=== Material provided ===
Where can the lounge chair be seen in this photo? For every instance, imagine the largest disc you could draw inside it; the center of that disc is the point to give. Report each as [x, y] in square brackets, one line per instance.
* * *
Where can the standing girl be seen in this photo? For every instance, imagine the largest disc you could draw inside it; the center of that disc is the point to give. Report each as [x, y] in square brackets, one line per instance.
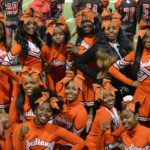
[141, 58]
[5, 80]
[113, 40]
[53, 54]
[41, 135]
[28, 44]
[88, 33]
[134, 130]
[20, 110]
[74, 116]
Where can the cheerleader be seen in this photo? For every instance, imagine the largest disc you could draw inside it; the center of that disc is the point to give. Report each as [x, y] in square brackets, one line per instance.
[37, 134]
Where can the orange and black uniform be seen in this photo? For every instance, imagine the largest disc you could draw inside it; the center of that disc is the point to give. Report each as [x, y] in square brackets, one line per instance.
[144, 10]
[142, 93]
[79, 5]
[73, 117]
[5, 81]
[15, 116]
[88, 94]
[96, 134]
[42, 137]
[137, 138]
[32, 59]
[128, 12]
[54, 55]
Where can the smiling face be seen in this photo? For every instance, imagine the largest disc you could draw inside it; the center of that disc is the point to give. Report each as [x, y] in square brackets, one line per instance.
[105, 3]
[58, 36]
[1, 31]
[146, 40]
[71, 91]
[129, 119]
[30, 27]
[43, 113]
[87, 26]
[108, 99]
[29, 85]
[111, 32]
==
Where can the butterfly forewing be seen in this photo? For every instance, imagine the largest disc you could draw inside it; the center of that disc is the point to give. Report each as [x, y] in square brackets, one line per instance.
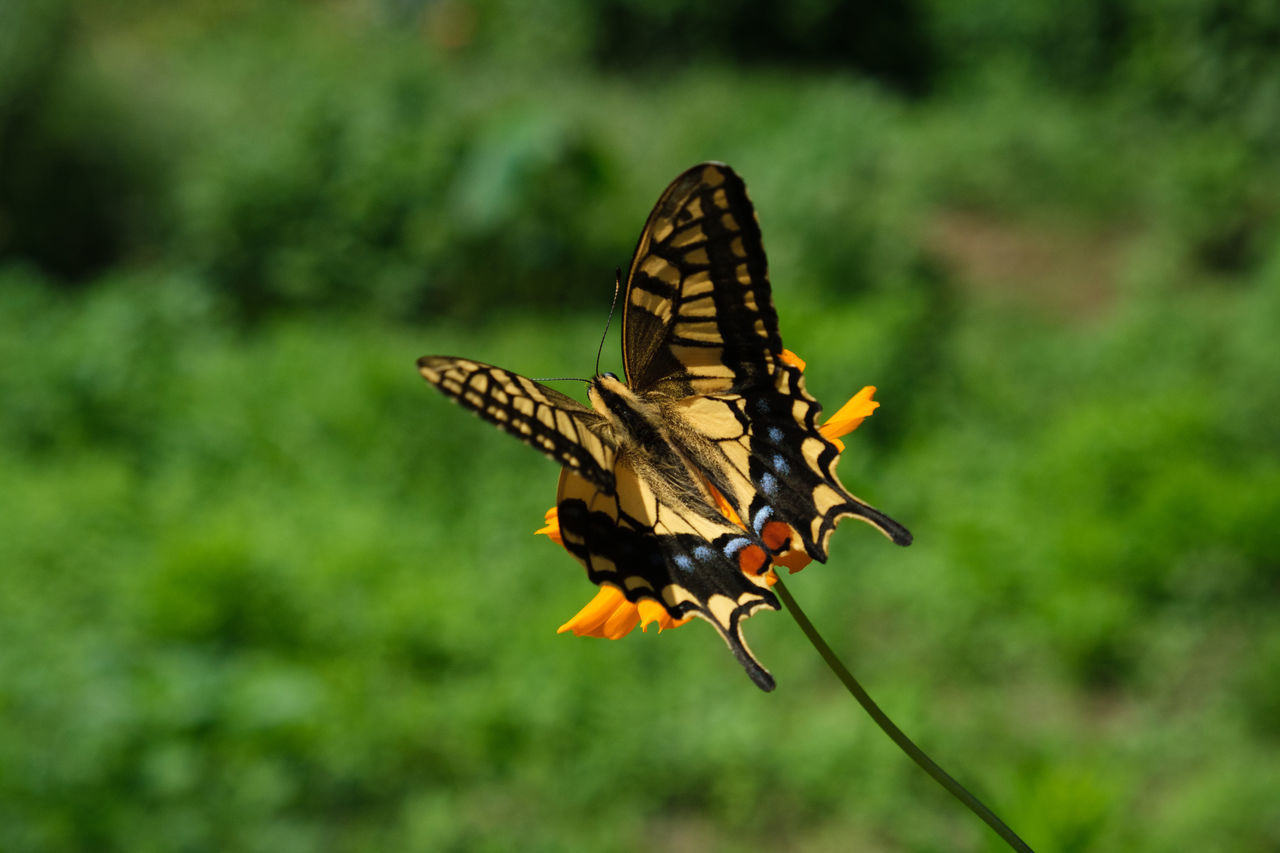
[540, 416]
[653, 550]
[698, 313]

=== Given instruction ===
Select each line of the rows above that contains the word "smiling". Letter case must match.

=== Solution to this exercise ===
Where can the smiling face be seen in this photo? For every instance, imagine the largest disc you could draw inside it; the center of that disc is the point to give. Report each as [x, y] in square brackets, one line per instance.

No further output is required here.